What you will do :: Only the lines from the line holding "Note to the class: find the light" through the final line of the entries below are to be returned, exactly as they stand.

Input ::
○ ○ ○ ○ ○ ○ ○
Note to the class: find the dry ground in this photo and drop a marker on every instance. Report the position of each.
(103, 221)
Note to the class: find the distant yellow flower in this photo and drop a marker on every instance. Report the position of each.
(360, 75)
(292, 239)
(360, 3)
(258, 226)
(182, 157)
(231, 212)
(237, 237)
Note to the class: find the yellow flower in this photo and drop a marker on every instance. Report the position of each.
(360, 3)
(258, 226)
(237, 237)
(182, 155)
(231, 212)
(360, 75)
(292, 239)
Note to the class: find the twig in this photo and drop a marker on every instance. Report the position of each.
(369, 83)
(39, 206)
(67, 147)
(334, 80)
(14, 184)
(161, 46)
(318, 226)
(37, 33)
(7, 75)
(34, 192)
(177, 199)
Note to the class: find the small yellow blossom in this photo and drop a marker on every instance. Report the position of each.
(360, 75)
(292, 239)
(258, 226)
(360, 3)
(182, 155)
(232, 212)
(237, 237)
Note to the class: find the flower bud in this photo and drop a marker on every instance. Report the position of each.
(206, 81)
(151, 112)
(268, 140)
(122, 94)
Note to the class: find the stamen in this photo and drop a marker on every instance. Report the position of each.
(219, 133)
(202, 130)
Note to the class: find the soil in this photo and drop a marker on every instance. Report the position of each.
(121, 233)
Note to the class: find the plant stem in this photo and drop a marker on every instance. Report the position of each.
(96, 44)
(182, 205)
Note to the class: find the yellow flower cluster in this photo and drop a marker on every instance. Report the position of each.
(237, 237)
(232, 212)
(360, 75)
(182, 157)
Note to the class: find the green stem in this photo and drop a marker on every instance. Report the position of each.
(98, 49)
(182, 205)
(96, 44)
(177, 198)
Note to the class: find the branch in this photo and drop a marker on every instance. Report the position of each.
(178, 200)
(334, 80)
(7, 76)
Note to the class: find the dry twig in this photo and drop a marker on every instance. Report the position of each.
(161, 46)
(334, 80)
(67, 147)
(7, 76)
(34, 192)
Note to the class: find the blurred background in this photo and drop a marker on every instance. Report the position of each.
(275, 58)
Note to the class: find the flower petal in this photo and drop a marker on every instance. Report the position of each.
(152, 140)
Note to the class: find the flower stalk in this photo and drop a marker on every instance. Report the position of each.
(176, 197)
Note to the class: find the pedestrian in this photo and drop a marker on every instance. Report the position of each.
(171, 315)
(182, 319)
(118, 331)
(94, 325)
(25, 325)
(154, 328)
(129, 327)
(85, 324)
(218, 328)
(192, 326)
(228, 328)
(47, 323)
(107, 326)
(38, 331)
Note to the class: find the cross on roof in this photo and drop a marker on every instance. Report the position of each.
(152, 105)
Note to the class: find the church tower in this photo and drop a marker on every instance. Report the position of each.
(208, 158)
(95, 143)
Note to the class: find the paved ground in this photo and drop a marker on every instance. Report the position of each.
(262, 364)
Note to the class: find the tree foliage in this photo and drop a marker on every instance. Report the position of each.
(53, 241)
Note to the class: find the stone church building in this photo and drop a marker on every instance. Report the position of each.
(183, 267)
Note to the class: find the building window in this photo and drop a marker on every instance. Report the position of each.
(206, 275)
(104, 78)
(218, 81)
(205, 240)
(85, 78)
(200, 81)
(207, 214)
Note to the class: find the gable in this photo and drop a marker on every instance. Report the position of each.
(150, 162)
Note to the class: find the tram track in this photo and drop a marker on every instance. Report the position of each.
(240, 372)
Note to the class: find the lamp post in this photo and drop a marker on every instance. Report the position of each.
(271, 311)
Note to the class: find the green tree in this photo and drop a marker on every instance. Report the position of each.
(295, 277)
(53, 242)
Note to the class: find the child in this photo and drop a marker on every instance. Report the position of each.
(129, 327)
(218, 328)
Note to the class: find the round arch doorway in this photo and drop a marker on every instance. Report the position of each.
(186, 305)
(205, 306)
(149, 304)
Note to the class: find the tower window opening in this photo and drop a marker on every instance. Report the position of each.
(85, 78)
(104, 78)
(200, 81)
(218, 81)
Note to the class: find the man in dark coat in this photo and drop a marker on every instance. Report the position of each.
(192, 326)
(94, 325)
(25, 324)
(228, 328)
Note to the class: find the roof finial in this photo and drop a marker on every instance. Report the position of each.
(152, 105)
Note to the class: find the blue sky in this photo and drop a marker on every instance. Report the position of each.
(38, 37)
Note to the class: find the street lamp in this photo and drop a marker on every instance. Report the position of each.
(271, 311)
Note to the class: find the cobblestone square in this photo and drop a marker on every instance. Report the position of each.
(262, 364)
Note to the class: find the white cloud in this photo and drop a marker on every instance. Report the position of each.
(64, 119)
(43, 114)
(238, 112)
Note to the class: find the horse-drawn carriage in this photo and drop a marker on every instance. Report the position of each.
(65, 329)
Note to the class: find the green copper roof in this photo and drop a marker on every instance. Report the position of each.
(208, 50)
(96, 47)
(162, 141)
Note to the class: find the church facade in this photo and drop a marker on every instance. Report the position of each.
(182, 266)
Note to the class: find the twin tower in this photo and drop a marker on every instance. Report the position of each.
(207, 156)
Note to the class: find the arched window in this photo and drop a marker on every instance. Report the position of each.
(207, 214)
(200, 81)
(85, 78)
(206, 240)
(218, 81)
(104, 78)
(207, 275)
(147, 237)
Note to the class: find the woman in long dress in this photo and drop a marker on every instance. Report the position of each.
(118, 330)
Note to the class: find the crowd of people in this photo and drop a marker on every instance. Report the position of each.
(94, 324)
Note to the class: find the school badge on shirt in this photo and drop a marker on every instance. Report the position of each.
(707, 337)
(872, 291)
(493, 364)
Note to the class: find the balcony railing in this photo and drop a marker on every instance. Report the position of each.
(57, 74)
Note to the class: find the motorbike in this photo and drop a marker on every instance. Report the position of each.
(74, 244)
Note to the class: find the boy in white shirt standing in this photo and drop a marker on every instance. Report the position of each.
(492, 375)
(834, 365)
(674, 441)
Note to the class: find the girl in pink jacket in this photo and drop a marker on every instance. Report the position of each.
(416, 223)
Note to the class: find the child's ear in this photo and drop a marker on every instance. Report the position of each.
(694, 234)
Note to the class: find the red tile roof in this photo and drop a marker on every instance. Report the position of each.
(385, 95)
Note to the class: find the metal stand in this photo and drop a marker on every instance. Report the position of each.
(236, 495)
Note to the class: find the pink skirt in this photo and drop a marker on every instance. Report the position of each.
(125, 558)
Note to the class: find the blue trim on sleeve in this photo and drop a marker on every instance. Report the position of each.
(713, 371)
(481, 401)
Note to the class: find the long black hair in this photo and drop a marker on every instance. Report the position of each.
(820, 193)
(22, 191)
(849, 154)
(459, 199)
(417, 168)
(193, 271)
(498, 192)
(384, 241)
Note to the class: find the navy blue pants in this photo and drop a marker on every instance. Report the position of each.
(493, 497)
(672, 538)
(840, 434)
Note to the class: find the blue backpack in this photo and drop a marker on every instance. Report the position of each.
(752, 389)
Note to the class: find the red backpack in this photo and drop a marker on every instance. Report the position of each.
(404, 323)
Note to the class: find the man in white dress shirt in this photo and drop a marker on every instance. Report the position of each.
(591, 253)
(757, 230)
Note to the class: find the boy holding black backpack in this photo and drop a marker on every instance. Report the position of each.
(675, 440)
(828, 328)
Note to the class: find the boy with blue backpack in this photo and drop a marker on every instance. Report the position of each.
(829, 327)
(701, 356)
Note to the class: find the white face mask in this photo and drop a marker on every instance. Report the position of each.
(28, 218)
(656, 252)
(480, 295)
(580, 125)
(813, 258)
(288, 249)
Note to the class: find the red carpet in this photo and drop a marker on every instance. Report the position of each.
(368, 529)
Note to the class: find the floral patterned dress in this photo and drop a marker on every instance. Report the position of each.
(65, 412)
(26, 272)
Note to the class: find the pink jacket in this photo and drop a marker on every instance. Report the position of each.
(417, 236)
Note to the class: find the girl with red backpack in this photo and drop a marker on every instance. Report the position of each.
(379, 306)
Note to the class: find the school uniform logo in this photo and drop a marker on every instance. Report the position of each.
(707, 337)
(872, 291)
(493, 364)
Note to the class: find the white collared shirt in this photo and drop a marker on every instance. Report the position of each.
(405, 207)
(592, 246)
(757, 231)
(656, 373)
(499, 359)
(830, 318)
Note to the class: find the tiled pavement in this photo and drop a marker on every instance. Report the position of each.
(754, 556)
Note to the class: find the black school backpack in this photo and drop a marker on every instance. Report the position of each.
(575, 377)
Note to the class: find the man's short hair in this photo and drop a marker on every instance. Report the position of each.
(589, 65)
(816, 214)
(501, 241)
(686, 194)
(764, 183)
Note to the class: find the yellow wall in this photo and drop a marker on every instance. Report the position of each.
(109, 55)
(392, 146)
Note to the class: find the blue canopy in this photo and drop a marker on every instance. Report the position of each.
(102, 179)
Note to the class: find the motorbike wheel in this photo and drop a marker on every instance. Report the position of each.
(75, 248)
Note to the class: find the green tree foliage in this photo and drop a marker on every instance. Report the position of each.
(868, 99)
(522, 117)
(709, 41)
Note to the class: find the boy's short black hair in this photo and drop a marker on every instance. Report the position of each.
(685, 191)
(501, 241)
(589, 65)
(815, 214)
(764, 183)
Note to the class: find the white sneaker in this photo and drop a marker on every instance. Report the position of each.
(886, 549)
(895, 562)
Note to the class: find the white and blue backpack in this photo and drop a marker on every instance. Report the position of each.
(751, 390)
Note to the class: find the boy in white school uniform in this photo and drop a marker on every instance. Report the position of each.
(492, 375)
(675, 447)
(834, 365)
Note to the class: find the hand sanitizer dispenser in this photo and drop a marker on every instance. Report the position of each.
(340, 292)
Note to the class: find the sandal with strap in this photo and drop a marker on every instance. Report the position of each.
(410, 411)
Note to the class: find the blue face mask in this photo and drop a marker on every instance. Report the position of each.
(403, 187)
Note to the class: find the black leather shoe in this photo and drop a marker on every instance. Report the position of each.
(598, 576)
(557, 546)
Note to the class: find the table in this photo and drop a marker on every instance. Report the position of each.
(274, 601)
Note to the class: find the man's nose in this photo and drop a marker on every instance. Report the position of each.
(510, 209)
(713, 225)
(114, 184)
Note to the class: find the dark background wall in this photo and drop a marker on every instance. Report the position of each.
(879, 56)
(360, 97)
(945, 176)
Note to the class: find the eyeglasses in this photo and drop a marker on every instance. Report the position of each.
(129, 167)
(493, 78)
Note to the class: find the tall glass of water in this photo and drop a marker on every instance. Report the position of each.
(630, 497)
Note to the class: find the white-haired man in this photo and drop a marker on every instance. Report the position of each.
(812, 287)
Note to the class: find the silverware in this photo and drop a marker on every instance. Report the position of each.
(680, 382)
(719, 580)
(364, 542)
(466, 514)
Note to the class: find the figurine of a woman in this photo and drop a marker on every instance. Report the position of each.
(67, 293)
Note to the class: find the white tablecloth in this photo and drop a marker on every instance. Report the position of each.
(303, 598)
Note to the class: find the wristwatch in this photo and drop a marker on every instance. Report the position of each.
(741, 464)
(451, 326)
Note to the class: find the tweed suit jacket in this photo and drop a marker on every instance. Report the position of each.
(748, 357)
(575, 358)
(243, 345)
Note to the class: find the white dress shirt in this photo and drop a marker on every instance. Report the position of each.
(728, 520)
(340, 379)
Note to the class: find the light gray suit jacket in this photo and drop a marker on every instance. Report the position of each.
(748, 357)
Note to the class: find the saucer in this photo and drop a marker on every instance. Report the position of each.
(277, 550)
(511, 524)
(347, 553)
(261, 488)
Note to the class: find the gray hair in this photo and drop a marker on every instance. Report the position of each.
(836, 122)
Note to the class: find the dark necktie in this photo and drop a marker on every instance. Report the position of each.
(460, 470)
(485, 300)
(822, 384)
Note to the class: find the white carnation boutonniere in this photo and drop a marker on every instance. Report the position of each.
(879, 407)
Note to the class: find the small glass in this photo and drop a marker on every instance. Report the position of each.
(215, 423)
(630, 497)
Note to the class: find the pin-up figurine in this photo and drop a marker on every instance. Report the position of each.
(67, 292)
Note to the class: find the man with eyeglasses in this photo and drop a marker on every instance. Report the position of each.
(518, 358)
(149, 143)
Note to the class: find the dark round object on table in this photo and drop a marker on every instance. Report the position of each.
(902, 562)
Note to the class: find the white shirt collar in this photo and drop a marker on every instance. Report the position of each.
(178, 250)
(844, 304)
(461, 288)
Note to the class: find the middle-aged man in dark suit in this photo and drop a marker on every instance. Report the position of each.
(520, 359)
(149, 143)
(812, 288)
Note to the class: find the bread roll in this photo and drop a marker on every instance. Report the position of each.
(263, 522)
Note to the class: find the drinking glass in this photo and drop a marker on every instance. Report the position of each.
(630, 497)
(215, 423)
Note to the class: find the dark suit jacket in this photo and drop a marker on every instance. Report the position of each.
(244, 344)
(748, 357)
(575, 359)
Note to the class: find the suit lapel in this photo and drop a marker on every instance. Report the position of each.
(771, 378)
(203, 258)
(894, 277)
○ ○ ○ ○ ○ ○ ○
Response to the task ::
Note to the class: find the light gray suit jacket in this photo and drop a marker on every instance. Report the position of each.
(748, 357)
Note to the class: find the saucer in this photo and drop a marker on every instance. Report the position of each.
(277, 550)
(511, 524)
(347, 553)
(261, 488)
Note to the class: find the gray hair in this photo and drop a marker on every instance. Report the position of each.
(836, 122)
Note to the class: find the dark necktie in this photo and drop a marker on every instance. Report the position of each.
(460, 470)
(485, 300)
(822, 384)
Note to the class: find the white carnation boutonniere in this photo and drop a marker on every instance. Report the position of each.
(879, 407)
Note to the class: find the small glass in this photo and drop a marker on every instance. Report the position of each.
(215, 423)
(630, 497)
Note to the class: find the pin-up figurine in this photo and drop a marker on every instance. Report the position of each.
(67, 292)
Note to the class: find the man with eyeglasses in this photo and drop a marker on every instance. Report the position of each.
(518, 358)
(149, 143)
Note to the class: find the dark round object on table in this photo and drop a marker on every instance. Report the position of each.
(902, 562)
Note to the class: find the white shirt collar in this photo and drop a marker on every instance. Report the position of each.
(178, 250)
(844, 304)
(461, 288)
Note to the class: find the middle-aged man in dark suit in this photo and drop a marker on every instance. Report the position of each.
(520, 359)
(149, 143)
(812, 288)
Note to the class: find the bread roll in this photo and drop a marker on every instance. Report the position of each.
(263, 522)
Note to the class: find the drinking glass in this photo and drop a marker on every instance. Report the position of each.
(630, 497)
(215, 423)
Note to the class: find the dark suit jacket in this photo and drop a marker on every instance. Report the position of each.
(244, 344)
(748, 357)
(575, 359)
Note to the class: find the suit lapel in this photo and drop a marker on every instance. Report the position of each.
(771, 378)
(203, 258)
(894, 277)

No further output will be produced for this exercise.